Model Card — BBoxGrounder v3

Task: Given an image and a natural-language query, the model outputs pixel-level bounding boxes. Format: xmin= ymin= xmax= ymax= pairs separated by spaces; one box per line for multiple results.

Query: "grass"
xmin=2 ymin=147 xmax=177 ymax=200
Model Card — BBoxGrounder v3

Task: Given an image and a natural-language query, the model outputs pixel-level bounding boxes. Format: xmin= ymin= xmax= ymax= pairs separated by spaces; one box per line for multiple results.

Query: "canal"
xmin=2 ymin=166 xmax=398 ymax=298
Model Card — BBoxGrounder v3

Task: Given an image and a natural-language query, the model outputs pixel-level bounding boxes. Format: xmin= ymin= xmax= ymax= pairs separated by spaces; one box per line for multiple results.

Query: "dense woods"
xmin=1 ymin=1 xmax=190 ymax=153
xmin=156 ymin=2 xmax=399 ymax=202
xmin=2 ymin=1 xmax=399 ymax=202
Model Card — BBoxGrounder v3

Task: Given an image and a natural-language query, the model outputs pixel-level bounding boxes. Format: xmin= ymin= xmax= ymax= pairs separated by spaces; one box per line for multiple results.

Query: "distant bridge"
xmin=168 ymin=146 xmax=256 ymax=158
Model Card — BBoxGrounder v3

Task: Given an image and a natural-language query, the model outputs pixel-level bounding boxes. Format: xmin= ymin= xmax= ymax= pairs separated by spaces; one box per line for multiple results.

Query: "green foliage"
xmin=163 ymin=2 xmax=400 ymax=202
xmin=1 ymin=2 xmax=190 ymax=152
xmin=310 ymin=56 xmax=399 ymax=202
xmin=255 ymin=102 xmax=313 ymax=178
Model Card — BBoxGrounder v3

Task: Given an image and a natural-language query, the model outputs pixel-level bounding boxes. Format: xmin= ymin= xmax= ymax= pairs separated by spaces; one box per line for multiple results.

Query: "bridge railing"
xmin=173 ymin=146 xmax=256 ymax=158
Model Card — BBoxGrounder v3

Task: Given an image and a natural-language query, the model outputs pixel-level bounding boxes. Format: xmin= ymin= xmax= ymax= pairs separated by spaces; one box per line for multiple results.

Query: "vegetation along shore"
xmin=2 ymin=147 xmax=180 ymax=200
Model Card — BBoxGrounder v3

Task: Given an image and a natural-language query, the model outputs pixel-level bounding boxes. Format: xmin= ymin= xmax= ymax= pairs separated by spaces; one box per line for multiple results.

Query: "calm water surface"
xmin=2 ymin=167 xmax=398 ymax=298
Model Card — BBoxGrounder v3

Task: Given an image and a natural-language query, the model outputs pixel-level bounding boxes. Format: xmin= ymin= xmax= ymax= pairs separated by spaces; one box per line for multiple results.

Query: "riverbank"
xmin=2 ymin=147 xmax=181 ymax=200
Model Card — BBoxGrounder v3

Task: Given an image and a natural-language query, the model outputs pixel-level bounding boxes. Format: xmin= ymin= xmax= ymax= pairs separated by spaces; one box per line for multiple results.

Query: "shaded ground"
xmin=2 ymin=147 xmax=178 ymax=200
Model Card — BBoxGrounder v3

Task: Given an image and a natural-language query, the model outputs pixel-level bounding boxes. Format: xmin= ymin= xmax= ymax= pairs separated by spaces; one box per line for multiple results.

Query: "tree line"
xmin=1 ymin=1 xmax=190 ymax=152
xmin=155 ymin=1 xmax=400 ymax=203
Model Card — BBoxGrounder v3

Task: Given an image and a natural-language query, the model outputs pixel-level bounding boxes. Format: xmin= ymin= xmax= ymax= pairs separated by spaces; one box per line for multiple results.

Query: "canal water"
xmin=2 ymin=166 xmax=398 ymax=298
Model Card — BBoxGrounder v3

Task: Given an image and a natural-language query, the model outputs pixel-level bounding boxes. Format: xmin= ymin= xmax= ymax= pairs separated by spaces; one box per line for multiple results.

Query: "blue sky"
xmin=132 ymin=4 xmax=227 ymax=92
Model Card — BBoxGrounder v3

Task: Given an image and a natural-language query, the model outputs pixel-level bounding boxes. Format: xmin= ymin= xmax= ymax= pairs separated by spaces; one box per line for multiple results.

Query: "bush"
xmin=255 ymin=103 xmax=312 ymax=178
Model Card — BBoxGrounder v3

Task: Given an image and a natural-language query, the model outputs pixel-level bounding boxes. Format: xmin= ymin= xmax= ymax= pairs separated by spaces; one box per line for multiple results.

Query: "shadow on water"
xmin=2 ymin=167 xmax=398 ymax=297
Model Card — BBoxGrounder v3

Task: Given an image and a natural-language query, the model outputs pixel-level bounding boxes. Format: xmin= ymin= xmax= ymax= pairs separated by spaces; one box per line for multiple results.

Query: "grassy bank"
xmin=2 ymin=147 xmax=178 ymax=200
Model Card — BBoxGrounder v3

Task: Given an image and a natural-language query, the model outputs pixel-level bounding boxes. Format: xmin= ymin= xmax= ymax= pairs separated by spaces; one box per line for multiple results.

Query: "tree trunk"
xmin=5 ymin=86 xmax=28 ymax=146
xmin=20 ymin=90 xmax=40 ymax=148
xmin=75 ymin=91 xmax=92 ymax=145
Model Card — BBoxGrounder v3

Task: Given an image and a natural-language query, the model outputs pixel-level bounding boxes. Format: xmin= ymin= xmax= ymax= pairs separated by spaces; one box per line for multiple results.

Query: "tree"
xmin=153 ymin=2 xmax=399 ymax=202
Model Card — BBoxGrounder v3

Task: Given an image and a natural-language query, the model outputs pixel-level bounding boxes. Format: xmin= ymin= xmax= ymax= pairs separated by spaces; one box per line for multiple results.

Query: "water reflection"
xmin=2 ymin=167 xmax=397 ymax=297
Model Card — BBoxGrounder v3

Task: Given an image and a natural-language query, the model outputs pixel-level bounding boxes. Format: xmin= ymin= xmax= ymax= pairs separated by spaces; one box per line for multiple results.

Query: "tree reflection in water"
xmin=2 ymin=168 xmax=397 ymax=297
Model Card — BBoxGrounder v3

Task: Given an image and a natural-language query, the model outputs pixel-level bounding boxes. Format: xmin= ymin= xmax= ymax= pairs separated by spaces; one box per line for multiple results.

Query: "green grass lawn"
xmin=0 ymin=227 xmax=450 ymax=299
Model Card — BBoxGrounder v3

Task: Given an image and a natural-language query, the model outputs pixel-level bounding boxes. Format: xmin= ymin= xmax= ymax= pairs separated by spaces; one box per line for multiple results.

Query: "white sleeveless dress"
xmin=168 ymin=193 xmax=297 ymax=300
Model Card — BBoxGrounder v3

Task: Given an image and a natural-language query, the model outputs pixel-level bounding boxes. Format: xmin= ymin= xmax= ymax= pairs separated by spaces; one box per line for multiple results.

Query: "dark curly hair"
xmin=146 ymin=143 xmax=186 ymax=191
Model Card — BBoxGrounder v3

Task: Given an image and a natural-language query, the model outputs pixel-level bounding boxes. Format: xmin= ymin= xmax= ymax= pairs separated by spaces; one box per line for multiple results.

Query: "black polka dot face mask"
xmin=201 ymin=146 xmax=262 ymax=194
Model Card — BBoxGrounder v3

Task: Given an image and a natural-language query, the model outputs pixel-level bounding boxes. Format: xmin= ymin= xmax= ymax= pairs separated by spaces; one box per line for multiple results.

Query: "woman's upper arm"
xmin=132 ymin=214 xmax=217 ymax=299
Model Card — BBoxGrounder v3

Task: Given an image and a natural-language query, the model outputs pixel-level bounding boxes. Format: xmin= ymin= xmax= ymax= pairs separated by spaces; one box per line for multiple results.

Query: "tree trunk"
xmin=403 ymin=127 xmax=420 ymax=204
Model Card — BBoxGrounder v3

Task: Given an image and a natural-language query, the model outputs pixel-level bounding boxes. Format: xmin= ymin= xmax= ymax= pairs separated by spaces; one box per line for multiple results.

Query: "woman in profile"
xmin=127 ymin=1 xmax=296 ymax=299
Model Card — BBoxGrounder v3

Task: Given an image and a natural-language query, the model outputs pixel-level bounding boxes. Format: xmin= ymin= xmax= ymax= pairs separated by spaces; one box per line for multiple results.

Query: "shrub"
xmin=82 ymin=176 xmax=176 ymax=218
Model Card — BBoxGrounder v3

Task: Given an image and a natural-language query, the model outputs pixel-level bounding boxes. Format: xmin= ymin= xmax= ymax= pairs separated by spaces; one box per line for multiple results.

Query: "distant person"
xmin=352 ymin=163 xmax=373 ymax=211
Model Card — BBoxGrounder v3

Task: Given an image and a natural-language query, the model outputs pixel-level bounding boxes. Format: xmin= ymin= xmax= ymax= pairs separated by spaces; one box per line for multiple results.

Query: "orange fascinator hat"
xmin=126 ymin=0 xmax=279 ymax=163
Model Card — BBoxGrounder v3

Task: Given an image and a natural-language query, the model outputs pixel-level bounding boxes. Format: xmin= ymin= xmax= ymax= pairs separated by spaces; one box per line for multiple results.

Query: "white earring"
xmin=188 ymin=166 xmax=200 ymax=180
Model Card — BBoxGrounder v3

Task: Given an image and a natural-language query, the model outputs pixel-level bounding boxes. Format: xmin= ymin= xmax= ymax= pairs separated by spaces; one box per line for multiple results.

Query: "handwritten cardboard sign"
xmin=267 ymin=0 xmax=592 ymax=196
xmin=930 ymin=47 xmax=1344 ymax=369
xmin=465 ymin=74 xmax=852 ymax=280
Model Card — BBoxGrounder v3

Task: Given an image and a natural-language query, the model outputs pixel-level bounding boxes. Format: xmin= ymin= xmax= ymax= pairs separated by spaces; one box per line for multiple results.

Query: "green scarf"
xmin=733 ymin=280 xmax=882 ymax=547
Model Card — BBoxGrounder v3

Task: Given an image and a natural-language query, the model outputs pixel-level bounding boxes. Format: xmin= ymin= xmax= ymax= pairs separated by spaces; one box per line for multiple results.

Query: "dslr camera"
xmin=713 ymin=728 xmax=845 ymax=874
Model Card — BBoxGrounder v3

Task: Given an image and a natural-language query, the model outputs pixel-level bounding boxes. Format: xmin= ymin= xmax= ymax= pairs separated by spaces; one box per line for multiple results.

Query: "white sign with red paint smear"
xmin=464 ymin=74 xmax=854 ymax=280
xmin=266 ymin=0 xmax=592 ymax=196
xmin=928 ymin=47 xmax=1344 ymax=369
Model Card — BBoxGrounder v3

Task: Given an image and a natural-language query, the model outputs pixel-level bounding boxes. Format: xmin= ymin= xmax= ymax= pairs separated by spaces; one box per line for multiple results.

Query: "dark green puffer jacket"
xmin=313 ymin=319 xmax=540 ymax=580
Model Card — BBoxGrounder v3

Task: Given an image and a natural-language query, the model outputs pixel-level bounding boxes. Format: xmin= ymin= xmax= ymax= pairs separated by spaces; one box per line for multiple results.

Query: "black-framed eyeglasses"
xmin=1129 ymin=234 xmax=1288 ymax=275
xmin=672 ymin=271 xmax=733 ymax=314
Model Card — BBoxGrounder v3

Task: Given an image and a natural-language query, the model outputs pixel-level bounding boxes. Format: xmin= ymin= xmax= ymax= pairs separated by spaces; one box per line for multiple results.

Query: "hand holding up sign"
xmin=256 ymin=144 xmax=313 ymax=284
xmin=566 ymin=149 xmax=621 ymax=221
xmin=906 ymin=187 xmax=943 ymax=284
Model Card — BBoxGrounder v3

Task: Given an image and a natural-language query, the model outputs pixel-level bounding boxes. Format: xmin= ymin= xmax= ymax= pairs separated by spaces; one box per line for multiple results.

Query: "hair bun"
┄┄┄┄┄┄┄┄┄┄┄┄┄┄┄┄┄┄┄┄
» **Il suo compito**
Individui ogni riga dei record in cui compare la parola "white" e la trascriva. Le maiuscole e le minuscole contano.

» **Soluzione del compito**
Query: "white sleeveless dress"
Query: "white earring"
Query: "white sign with red paint smear"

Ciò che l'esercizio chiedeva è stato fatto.